* [PROBLEM DESCRIPTION]
Begin your copy at the line that holds "[[181, 437], [158, 338]]" and carry it through the final line of the data, writing out each line exactly and omitting pictures.

[Recorded data]
=-=-=
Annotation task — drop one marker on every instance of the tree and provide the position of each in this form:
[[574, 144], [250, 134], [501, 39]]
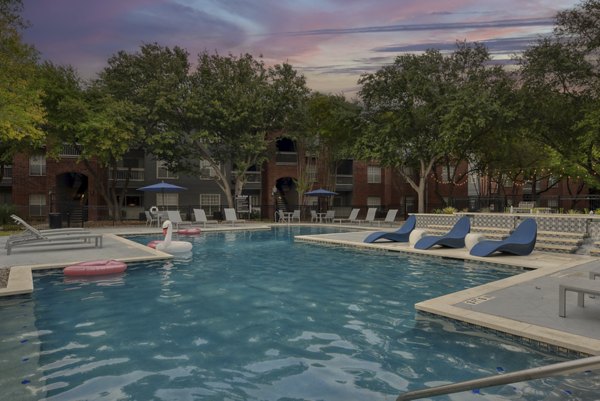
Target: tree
[[424, 107], [138, 102], [561, 82], [21, 111], [234, 103], [324, 131], [95, 123]]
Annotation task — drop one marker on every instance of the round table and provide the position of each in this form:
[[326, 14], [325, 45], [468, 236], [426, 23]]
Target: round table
[[416, 235]]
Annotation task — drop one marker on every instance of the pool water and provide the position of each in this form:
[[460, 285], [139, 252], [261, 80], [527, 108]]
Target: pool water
[[257, 316]]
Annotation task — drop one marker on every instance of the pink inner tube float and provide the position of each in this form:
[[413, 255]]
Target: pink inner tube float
[[95, 268], [189, 231]]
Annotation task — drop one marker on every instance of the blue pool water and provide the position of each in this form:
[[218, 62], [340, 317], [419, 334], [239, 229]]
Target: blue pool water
[[256, 316]]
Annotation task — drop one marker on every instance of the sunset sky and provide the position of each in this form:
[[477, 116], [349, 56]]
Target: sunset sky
[[332, 42]]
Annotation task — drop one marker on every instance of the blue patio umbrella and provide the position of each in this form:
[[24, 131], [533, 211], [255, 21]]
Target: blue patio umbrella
[[162, 187]]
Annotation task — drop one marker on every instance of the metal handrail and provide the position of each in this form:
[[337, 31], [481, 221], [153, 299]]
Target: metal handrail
[[519, 376]]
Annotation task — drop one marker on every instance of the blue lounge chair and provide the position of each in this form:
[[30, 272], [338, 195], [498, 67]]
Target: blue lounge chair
[[521, 242], [455, 238], [400, 235]]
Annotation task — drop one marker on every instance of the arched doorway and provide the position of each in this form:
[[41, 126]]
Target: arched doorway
[[286, 195], [70, 197]]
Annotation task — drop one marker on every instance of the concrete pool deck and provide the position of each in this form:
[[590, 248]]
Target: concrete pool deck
[[524, 305]]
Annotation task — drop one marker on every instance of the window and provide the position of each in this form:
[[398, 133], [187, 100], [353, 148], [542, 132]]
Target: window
[[448, 173], [374, 175], [207, 171], [311, 173], [37, 205], [210, 200], [373, 201], [162, 171], [167, 200], [210, 203], [37, 165]]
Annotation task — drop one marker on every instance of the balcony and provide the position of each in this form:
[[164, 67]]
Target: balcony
[[121, 174], [343, 182], [69, 150], [286, 158], [7, 178], [253, 179]]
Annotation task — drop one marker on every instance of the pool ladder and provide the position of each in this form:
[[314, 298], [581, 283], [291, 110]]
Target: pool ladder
[[568, 367]]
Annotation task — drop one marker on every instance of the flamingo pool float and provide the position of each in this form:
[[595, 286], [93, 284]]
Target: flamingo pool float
[[168, 245]]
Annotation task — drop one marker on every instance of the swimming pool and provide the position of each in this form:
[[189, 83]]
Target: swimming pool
[[253, 315]]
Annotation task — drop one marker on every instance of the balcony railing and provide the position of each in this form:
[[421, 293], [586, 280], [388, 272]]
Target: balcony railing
[[69, 150], [343, 182], [135, 174], [7, 173], [286, 158]]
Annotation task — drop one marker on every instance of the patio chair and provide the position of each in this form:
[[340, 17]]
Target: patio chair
[[200, 217], [400, 235], [34, 237], [175, 218], [455, 238], [296, 215], [390, 217], [351, 218], [370, 216], [150, 219], [231, 217], [521, 242]]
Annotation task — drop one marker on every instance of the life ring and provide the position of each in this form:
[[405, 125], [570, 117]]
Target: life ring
[[95, 268], [189, 231]]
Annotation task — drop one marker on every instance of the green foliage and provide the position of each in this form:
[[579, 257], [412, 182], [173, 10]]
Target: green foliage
[[428, 106], [21, 112], [233, 103], [561, 89]]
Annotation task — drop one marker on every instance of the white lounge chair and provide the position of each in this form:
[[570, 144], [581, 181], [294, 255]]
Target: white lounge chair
[[329, 216], [390, 217], [150, 219], [296, 215], [231, 216], [350, 219], [200, 217], [175, 218], [66, 237], [370, 216]]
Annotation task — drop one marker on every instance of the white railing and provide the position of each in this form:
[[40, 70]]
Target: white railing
[[135, 174], [286, 158], [561, 368]]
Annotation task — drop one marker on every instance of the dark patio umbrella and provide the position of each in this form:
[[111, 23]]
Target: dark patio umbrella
[[162, 187]]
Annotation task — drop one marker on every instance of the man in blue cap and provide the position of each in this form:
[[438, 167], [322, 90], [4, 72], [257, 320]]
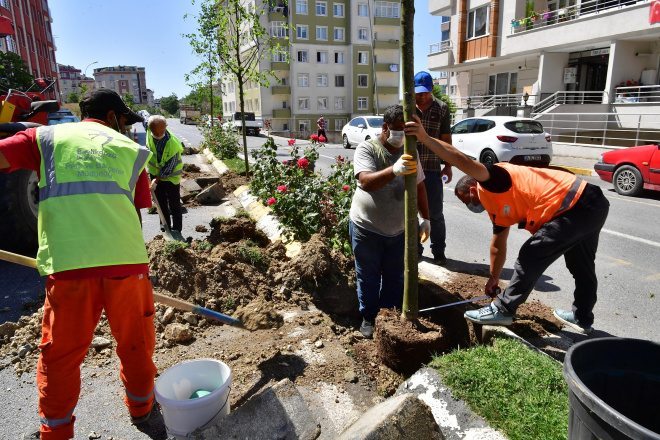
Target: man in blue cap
[[435, 117]]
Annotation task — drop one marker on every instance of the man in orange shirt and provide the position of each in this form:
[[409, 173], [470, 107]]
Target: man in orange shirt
[[92, 184], [564, 214]]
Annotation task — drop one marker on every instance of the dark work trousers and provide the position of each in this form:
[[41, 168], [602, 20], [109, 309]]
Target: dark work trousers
[[434, 193], [574, 234], [169, 200]]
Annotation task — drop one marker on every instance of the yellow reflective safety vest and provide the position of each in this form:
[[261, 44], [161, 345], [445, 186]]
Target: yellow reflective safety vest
[[172, 147], [87, 215]]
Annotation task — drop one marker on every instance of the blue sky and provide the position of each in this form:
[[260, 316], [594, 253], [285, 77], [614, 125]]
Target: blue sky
[[148, 33]]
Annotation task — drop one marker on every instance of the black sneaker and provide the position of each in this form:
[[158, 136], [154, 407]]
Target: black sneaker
[[367, 328]]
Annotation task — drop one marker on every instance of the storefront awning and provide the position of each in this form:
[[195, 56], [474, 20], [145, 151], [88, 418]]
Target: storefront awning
[[6, 27]]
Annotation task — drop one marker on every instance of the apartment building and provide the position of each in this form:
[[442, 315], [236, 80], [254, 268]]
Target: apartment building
[[25, 30], [123, 80], [342, 59], [512, 49]]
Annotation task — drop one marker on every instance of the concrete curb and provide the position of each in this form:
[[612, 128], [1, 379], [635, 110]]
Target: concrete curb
[[577, 170]]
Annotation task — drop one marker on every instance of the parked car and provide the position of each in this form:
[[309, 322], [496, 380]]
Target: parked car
[[145, 115], [631, 170], [62, 116], [252, 124], [492, 139]]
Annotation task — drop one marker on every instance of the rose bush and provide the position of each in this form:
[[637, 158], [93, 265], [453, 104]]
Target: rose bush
[[304, 201]]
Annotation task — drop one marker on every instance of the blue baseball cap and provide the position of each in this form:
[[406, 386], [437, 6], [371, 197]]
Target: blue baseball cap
[[423, 82]]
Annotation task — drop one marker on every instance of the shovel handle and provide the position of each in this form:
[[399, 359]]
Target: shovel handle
[[18, 259]]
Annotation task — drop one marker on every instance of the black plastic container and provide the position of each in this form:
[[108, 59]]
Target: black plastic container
[[614, 389]]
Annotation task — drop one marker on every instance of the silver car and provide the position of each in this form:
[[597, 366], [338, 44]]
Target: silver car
[[361, 128]]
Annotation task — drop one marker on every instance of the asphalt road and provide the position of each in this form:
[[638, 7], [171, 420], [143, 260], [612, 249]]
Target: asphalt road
[[627, 260]]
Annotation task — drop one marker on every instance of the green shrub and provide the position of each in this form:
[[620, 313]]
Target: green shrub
[[222, 143], [304, 201]]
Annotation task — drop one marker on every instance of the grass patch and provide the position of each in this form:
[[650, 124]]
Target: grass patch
[[236, 164], [518, 391]]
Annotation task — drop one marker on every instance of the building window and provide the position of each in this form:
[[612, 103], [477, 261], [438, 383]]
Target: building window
[[478, 22], [277, 29], [321, 8], [302, 31], [301, 7], [387, 9], [280, 56]]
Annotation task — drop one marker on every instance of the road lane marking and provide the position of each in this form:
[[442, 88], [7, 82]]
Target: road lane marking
[[634, 201], [631, 237]]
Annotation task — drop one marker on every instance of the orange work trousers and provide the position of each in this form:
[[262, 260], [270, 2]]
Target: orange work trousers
[[71, 313]]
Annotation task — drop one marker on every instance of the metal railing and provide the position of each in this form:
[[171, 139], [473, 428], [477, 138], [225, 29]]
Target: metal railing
[[442, 46], [569, 13], [570, 98], [602, 129], [636, 94]]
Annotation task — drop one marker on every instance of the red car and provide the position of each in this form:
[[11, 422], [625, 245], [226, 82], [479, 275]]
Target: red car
[[631, 170]]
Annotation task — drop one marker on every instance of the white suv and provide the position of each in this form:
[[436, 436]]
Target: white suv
[[492, 139]]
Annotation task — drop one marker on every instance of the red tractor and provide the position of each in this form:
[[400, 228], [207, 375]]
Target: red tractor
[[19, 192]]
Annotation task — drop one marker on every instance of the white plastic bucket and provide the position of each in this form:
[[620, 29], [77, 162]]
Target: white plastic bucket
[[182, 415]]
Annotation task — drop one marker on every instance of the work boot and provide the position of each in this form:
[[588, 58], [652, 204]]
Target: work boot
[[568, 318], [367, 328], [489, 315], [440, 259]]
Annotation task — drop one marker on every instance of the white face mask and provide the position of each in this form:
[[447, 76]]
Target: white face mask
[[396, 138]]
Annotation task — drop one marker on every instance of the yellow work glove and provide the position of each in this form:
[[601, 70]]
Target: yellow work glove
[[405, 165], [424, 230]]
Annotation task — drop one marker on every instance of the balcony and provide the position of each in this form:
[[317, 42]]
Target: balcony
[[282, 113], [279, 65], [387, 90], [440, 7], [441, 55], [278, 13], [591, 20], [387, 67], [386, 44], [281, 90], [387, 21]]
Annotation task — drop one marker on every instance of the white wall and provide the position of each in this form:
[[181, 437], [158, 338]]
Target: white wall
[[551, 72]]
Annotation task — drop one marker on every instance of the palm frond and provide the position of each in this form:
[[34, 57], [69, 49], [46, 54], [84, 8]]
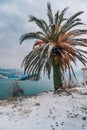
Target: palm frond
[[40, 23], [49, 13], [32, 35]]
=-=-=
* [ANSWER]
[[181, 437], [158, 338]]
Target: white wall
[[551, 72]]
Annotation task — drop one marker on every instance of the palm frond and provide the position of each in this form:
[[34, 57], [69, 49], [46, 54], [84, 8]]
Target: palm frond
[[40, 23], [49, 13], [32, 35]]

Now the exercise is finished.